■ Records provided ■
>> BEGIN
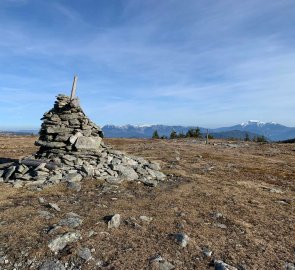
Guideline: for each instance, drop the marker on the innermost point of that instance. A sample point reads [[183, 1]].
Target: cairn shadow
[[7, 160]]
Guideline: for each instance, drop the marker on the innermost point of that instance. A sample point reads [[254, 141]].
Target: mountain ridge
[[271, 130]]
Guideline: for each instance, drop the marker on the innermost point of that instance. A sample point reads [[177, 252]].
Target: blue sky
[[192, 62]]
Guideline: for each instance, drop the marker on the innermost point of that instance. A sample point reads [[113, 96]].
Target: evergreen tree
[[181, 135], [261, 139], [193, 133], [155, 135], [247, 138], [173, 134]]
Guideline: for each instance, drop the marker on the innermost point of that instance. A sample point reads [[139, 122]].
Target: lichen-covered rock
[[61, 241], [71, 148]]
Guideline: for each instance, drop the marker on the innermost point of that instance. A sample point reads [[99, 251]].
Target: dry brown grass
[[206, 179]]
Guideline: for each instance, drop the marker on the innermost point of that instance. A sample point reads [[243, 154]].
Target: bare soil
[[252, 185]]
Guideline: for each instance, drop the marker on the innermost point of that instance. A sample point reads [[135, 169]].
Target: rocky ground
[[223, 206]]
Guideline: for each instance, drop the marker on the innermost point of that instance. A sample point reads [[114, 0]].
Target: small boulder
>> END
■ Work to complete ■
Format the data as a JSON list of strings, one string per line, from the line containing "reads [[139, 122]]." through the end of the data, both included. Omit any blank lines.

■ Complete answer ■
[
  "Guideline: for each instance, drop the marker on the innermost point of that instance. A sample point reads [[139, 122]].",
  "Target: lichen-covered rock",
  "[[61, 241], [71, 148]]",
  "Guideline: for each instance, drop the marker on the innermost point of that instance. A sample point reads [[99, 251]].",
  "Target: dry brown grass",
  "[[206, 179]]",
  "Guideline: for each instance, drop the marker on the innermost point of that instance. A sample point reads [[243, 154]].",
  "Target: bare soil",
  "[[252, 185]]",
  "Guideline: for each instance, drop the marker on the innermost point of that instance. A sample point reads [[135, 169]].",
  "Target: rocky ground",
  "[[223, 206]]",
  "Guideline: for each instance, drop the marker on the innermost point of that instance. A sample point reads [[114, 0]].",
  "Target: small boulder"
]